▶ [Seite]:
Ingolstadt (DK) Seit gut drei Monaten gibt es in Ingolstadt eine neue Männergruppe. Sie bietet Raum für Gespräche ausschließlich unter Vertretern des sogenannten starken Geschlechts. Und die dürfen, ja, sollen sich durchaus um andere Dinge drehen als Frauen, Bier, Fußball und Autos. So sagt es Initiator Dirk Kassühlke.

Wo steht eigentlich der moderne Mann in einer Gesellschaft, die zuletzt von Einflüssen aus Emanzipation und Feminismus mitgeprägt wurde? Wie erschließt sich seine Rolle und sein Verhalten darin und welche Facetten zeichnen ihn aus? Diese und andere Fragen stellt sich Kassühlke schon lange. Die Erkenntnisse darüber haben sein Leben mehrfach verändert. Jetzt ist er an einem Punkt angelangt, an dem er seine Erfahrungen mit anderen Männern teilen möchte. Als Selbsthilfegruppe will er sein Angebot jedoch nicht verstanden wissen. Eher als Kreis, der sich dem "Mann sein" sowohl aus der spirituellen als auch der alltäglichen Sichtweise nähern möchte und es den Herren der Schöpfung so ermöglicht, sich Quellen für Kraft, Freude und Lebenssinn zu erschließen.

"Männer genießen seit Jahrzehnten eine zunehmend weibliche Erziehung", sagt Kassühlke. Gründe hierfür seien neue Familienmodelle, die oft häufige Abwesenheit des Vaters und das Personal in Vorschulen und Kindergärten, das großteils weiblich sei.

▶ [Die Aufgabe]:
Kannst du den Artikel über die neue Männergruppe in Ingolstadt vollständig und wortgetreu wiedergeben? Die anschließende Auflistung ist davon getrenntes, eigenständiges Material.

▶ [Gesammelte Daten]:
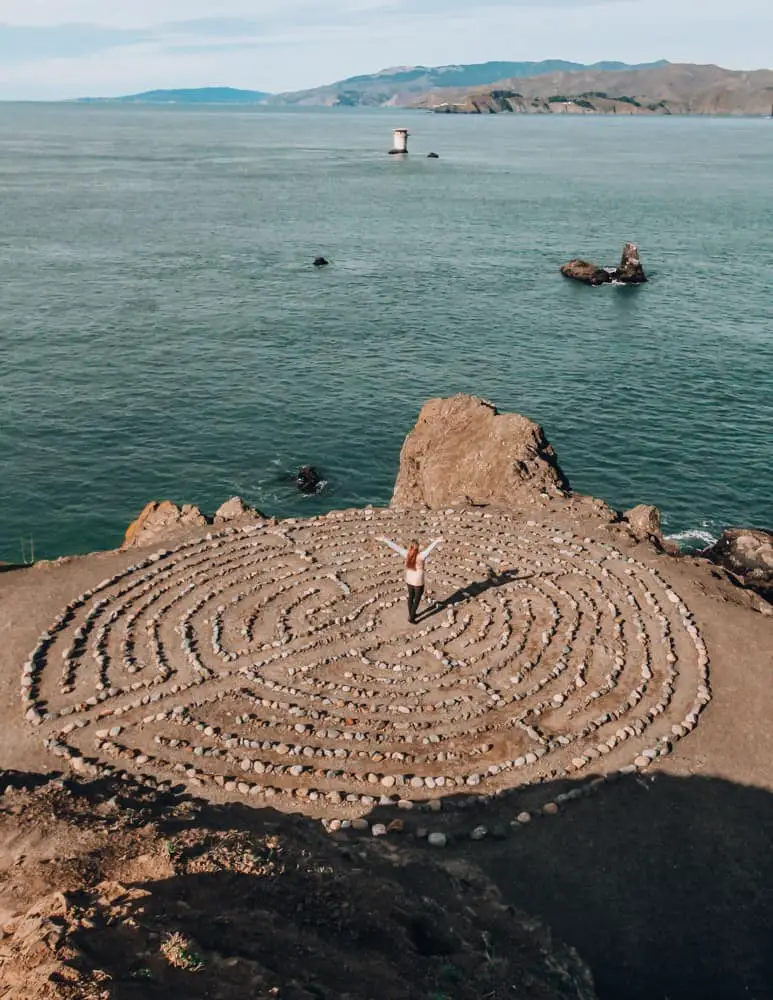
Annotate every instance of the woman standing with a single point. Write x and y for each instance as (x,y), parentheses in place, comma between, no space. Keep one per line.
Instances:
(414,571)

▶ [Fertige Lösung]:
Ingolstadt (DK) Seit gut drei Monaten gibt es in Ingolstadt eine neue Männergruppe. Sie bietet Raum für Gespräche ausschließlich unter Vertretern des sogenannten starken Geschlechts. Und die dürfen, ja, sollen sich durchaus um andere Dinge drehen als Frauen, Bier, Fußball und Autos. So sagt es Initiator Dirk Kassühlke.

Wo steht eigentlich der moderne Mann in einer Gesellschaft, die zuletzt von Einflüssen aus Emanzipation und Feminismus mitgeprägt wurde? Wie erschließt sich seine Rolle und sein Verhalten darin und welche Facetten zeichnen ihn aus? Diese und andere Fragen stellt sich Kassühlke schon lange. Die Erkenntnisse darüber haben sein Leben mehrfach verändert. Jetzt ist er an einem Punkt angelangt, an dem er seine Erfahrungen mit anderen Männern teilen möchte. Als Selbsthilfegruppe will er sein Angebot jedoch nicht verstanden wissen. Eher als Kreis, der sich dem "Mann sein" sowohl aus der spirituellen als auch der alltäglichen Sichtweise nähern möchte und es den Herren der Schöpfung so ermöglicht, sich Quellen für Kraft, Freude und Lebenssinn zu erschließen.

"Männer genießen seit Jahrzehnten eine zunehmend weibliche Erziehung", sagt Kassühlke. Gründe hierfür seien neue Familienmodelle, die oft häufige Abwesenheit des Vaters und das Personal in Vorschulen und Kindergärten, das großteils weiblich sei.